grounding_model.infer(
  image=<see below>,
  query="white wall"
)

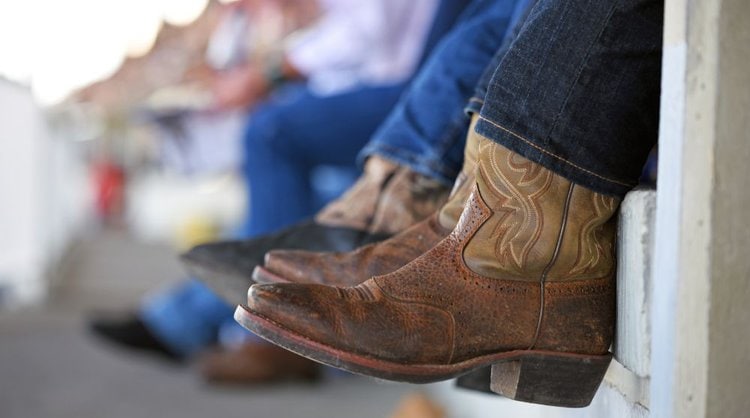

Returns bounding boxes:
[0,79,85,303]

════════════════════

TASK OBJECTIVE: Rewrite the data above, replacing "white wall" with "beige wall" and leaving everything else unchanged. Omit the pictures from your output.

RESULT BELOW:
grounding_model.infer(
  image=<see below>,
  query="beige wall"
)


Returns bounding boxes:
[0,79,85,303]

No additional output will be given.